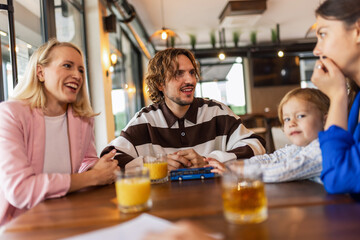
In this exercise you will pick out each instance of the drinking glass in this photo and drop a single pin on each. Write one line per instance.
(157, 168)
(244, 199)
(133, 190)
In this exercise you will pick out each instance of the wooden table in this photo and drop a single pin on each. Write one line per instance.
(297, 210)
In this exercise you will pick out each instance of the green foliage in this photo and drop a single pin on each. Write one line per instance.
(253, 37)
(213, 39)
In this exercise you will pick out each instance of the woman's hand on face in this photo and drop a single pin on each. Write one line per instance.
(329, 78)
(105, 168)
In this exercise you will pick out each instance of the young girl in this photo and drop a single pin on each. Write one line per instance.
(302, 113)
(338, 46)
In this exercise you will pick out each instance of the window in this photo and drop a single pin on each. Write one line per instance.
(223, 81)
(27, 23)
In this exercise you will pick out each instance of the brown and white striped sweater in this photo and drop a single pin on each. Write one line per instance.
(209, 127)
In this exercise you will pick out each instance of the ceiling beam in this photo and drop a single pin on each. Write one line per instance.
(243, 7)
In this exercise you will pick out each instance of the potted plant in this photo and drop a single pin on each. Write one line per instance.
(213, 39)
(236, 38)
(253, 37)
(192, 40)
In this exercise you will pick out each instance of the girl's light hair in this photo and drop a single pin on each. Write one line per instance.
(31, 90)
(311, 95)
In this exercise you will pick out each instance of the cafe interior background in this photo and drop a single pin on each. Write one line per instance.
(250, 52)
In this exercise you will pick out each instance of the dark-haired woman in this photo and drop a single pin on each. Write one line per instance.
(338, 46)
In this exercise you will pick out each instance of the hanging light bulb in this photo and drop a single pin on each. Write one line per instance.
(222, 56)
(280, 53)
(164, 35)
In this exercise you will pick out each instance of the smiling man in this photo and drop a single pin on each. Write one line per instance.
(186, 128)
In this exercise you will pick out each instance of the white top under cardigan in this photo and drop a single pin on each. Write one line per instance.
(57, 152)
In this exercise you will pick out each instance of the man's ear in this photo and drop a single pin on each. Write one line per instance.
(40, 73)
(161, 87)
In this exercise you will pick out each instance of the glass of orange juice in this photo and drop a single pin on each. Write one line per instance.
(157, 168)
(243, 193)
(133, 190)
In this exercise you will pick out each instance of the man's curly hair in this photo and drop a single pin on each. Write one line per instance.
(162, 67)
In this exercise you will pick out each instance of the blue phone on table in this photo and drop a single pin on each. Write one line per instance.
(191, 173)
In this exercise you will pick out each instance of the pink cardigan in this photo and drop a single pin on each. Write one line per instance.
(22, 147)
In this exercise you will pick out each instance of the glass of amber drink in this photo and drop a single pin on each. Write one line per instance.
(157, 168)
(133, 190)
(244, 199)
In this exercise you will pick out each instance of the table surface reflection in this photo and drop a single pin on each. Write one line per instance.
(297, 210)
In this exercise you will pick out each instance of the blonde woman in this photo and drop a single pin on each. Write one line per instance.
(46, 133)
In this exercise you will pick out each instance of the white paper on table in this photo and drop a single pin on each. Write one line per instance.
(135, 229)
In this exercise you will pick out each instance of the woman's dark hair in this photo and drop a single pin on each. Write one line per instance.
(347, 11)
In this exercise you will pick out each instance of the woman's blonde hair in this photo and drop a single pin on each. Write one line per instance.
(311, 95)
(31, 90)
(164, 66)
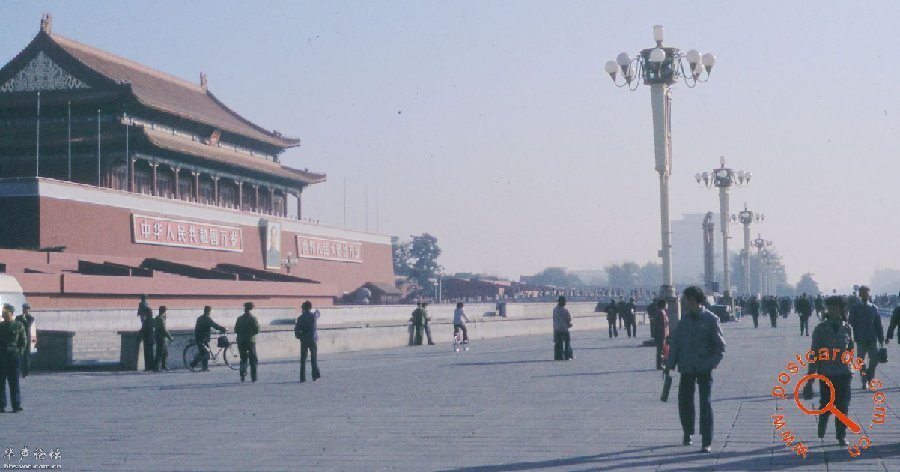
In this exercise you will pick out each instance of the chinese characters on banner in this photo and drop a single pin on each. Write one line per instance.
(329, 249)
(190, 234)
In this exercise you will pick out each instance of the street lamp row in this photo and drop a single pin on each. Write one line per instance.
(724, 178)
(660, 67)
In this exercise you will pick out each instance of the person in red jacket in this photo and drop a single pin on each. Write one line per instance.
(659, 330)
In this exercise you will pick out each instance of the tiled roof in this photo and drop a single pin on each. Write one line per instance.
(169, 94)
(226, 156)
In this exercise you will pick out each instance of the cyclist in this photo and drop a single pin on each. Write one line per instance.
(458, 324)
(201, 337)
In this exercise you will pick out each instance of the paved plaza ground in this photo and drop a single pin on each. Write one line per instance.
(502, 406)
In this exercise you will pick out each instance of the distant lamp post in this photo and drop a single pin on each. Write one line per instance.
(724, 178)
(746, 218)
(660, 67)
(762, 246)
(289, 262)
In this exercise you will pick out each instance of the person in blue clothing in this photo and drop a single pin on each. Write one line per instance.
(306, 331)
(459, 322)
(696, 347)
(867, 331)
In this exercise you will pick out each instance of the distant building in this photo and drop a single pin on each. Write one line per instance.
(134, 181)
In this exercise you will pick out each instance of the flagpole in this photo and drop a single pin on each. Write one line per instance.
(127, 155)
(98, 147)
(37, 143)
(69, 140)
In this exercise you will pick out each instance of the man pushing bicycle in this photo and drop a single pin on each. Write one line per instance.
(201, 335)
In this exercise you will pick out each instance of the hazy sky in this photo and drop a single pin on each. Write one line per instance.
(493, 126)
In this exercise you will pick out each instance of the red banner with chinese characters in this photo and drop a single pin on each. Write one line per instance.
(190, 234)
(329, 249)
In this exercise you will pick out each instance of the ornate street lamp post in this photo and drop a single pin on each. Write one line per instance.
(660, 67)
(724, 178)
(746, 217)
(761, 251)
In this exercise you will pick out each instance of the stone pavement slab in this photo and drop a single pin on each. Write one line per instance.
(502, 406)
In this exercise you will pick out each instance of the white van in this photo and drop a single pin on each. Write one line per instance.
(11, 292)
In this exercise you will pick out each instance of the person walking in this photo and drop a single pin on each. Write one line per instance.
(27, 321)
(867, 331)
(804, 309)
(753, 308)
(459, 322)
(631, 318)
(12, 343)
(832, 334)
(697, 346)
(418, 321)
(202, 329)
(562, 321)
(895, 323)
(611, 314)
(819, 306)
(247, 327)
(425, 326)
(659, 330)
(306, 331)
(145, 313)
(162, 336)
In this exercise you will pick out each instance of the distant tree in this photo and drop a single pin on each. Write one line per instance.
(423, 252)
(626, 275)
(402, 266)
(557, 277)
(807, 285)
(650, 275)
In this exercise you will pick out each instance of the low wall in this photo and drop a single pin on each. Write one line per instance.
(278, 342)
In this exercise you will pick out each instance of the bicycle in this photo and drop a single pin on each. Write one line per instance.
(458, 341)
(224, 346)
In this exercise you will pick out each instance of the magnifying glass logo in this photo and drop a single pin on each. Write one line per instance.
(827, 408)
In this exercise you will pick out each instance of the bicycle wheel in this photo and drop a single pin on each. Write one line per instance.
(231, 357)
(189, 354)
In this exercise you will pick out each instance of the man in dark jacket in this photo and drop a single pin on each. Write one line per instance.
(307, 332)
(247, 327)
(27, 321)
(201, 337)
(146, 316)
(631, 318)
(562, 321)
(12, 343)
(867, 331)
(753, 308)
(659, 329)
(418, 320)
(804, 309)
(161, 336)
(611, 314)
(697, 346)
(895, 323)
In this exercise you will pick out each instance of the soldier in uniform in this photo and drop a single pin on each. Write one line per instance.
(804, 310)
(753, 308)
(418, 320)
(161, 336)
(201, 337)
(659, 330)
(611, 314)
(146, 316)
(27, 321)
(631, 318)
(12, 343)
(425, 326)
(308, 335)
(246, 328)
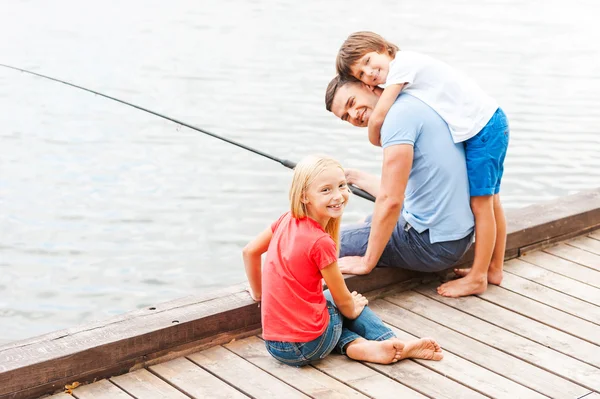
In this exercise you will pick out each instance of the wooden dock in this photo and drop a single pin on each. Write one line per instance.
(536, 335)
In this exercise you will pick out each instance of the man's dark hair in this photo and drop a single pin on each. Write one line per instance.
(332, 88)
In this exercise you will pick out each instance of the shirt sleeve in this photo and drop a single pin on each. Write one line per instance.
(276, 223)
(399, 126)
(403, 69)
(323, 252)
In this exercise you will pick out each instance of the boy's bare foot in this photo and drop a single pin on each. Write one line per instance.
(392, 350)
(464, 286)
(424, 348)
(494, 274)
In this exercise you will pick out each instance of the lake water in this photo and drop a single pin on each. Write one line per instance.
(105, 209)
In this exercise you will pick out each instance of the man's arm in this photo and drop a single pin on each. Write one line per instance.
(387, 99)
(397, 163)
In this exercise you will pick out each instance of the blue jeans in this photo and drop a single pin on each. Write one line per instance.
(407, 248)
(339, 333)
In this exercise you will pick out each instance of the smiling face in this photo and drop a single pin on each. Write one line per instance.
(354, 102)
(327, 195)
(372, 68)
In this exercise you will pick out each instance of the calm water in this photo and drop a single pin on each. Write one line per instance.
(105, 209)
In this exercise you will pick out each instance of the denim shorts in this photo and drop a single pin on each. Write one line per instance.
(339, 333)
(406, 249)
(485, 153)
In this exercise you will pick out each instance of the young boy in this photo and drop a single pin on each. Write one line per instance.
(474, 119)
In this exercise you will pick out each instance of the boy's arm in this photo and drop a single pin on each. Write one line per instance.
(253, 263)
(387, 99)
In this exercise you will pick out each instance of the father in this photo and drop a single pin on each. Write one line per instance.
(422, 219)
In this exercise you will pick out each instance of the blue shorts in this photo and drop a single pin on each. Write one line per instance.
(485, 154)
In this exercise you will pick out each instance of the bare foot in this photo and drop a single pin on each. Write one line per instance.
(463, 287)
(382, 352)
(424, 348)
(494, 274)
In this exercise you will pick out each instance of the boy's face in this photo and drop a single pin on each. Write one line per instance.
(372, 68)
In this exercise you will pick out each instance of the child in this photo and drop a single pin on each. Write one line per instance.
(473, 117)
(300, 323)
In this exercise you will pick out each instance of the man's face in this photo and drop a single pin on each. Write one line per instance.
(354, 103)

> [WORK INSTRUCTION] Start at the line containing "the man's face" and print each line exactly until the listing ends, keeping the final line too.

> [SOLUTION FOR THIS EXERCISE]
In this exercise you will pick out each instance of the man's face in this photo and drop a single pin on each. Write one line per instance.
(354, 103)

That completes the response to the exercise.